Copy the listing below word for word, from its first line through the line that contains "[[2, 94, 35, 150], [0, 128, 3, 144]]", including both of those lines.

— Begin —

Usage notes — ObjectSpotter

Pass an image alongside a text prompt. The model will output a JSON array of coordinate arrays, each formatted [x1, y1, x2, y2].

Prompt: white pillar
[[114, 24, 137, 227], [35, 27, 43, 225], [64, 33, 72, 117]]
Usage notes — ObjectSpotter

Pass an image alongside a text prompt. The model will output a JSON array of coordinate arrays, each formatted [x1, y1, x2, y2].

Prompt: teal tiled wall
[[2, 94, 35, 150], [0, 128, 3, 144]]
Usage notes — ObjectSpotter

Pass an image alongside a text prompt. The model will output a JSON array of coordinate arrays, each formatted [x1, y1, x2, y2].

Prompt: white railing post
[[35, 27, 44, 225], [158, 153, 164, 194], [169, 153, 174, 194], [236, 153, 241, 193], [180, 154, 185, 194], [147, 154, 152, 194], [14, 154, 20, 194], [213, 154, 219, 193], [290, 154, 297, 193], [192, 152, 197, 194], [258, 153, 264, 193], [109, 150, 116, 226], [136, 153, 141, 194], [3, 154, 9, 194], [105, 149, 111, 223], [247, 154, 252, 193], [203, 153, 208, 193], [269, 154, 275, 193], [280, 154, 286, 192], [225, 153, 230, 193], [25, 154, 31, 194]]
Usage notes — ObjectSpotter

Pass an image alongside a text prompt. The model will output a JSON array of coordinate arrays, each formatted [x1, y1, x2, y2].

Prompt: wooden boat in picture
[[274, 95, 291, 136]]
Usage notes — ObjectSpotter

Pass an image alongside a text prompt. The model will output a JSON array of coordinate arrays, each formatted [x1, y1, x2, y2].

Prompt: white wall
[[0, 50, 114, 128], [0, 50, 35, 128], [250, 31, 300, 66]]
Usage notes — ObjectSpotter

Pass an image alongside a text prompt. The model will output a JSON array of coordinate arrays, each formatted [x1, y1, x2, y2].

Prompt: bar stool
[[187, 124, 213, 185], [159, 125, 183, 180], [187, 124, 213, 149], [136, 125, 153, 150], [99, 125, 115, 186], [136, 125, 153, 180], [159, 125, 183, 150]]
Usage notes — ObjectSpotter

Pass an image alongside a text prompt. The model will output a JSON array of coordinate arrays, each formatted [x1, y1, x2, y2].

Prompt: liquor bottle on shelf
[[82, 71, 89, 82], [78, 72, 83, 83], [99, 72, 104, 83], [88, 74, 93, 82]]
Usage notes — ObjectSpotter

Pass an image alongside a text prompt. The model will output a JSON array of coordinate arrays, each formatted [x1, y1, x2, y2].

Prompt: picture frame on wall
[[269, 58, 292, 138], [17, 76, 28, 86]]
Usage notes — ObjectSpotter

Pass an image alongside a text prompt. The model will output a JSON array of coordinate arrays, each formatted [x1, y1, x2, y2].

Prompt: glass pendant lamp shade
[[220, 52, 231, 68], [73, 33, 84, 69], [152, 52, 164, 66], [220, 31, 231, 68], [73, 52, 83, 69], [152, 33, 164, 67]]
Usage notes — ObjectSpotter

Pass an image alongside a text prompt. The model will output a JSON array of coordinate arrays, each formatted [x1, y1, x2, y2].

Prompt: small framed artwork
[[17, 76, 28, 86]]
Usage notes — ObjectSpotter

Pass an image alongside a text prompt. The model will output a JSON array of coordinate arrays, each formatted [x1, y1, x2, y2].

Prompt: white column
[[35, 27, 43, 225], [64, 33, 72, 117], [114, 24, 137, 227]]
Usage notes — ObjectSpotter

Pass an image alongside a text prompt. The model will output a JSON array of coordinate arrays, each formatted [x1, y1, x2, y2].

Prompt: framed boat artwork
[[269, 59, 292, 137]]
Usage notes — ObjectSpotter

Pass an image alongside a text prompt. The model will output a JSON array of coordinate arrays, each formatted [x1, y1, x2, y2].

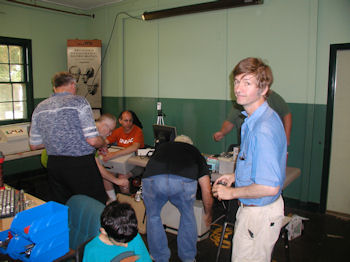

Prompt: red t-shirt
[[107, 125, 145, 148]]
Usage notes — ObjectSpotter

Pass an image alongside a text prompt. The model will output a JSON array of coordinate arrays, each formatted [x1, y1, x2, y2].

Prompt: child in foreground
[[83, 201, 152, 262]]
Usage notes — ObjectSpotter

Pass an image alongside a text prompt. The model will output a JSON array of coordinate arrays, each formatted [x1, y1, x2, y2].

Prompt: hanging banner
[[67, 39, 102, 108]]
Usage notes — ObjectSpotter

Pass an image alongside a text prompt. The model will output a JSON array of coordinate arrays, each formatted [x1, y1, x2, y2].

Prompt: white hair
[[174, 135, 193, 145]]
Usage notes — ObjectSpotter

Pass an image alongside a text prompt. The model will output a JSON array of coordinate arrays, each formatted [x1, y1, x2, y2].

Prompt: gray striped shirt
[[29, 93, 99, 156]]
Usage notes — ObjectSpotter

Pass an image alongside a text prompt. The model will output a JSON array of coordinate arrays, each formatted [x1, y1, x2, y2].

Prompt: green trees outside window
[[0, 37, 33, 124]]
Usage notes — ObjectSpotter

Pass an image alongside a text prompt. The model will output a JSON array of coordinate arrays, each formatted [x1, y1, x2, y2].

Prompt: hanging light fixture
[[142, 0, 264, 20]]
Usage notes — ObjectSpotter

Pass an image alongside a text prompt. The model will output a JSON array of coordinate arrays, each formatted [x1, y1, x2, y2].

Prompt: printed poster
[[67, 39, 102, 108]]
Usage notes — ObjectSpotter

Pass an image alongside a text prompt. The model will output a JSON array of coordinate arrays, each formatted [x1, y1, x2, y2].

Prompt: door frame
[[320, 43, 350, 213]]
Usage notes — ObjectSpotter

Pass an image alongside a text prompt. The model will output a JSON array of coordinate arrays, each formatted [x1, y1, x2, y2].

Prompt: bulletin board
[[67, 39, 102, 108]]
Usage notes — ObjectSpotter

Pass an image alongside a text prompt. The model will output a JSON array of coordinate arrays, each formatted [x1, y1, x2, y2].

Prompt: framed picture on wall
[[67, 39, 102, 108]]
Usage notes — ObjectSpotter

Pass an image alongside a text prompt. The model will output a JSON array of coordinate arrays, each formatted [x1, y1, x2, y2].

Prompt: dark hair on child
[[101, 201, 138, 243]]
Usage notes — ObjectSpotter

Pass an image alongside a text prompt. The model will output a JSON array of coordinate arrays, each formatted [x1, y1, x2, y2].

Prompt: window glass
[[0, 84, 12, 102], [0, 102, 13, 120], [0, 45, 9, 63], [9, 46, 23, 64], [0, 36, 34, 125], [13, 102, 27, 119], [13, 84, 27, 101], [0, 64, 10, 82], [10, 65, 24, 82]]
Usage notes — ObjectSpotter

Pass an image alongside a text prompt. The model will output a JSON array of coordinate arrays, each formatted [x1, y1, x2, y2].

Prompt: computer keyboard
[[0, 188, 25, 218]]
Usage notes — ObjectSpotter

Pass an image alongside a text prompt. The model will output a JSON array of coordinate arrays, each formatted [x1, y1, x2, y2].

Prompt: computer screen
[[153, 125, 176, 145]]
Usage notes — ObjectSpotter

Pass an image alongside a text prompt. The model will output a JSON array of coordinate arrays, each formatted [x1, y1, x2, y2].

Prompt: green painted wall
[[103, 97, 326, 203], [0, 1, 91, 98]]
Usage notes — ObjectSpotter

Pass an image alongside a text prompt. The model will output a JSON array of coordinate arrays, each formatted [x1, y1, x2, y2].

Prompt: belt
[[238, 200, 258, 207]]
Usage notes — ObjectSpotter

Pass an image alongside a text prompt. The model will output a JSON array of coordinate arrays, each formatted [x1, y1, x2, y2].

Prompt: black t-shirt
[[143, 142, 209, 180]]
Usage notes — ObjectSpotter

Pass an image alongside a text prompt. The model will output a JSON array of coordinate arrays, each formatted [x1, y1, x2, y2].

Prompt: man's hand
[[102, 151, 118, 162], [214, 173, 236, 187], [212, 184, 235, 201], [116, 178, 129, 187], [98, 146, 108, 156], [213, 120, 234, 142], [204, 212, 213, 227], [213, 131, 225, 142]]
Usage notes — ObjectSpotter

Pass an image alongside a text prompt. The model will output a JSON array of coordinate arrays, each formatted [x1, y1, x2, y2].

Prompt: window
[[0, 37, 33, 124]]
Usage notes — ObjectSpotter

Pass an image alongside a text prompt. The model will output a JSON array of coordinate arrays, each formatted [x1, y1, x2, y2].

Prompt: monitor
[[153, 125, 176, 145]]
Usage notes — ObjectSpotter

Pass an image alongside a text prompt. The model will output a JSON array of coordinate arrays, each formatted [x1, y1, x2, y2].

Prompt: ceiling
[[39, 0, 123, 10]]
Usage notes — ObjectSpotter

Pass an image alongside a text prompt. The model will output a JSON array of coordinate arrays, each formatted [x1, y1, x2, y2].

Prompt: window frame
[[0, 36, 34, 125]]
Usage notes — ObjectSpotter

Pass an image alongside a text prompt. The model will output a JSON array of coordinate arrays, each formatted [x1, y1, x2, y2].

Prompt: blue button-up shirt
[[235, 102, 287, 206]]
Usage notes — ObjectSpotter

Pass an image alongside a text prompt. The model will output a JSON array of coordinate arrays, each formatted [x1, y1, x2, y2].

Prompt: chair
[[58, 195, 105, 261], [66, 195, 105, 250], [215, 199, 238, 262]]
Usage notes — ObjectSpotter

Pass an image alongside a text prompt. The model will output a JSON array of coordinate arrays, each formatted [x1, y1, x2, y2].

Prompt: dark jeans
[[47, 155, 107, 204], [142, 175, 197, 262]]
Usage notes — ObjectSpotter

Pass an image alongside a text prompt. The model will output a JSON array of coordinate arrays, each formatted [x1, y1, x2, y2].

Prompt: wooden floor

— End —

__Solution to the problem__
Usage notes — ObjectSpotter

Pass an image alongside a text prompt. The model will output a JSON array of coordinate arrays, each formatted [x1, y1, x2, y2].

Prompt: white pillar
[[114, 24, 137, 227], [35, 27, 43, 225], [64, 33, 72, 117]]
Usage notes — ObjectSpotter

Pass an image alongside a text prompt. The model will output a JSON array of coordinate arrays, each formatted [x1, y1, x2, y2].

Prompt: teal tiled wall
[[2, 94, 35, 150], [0, 128, 3, 144]]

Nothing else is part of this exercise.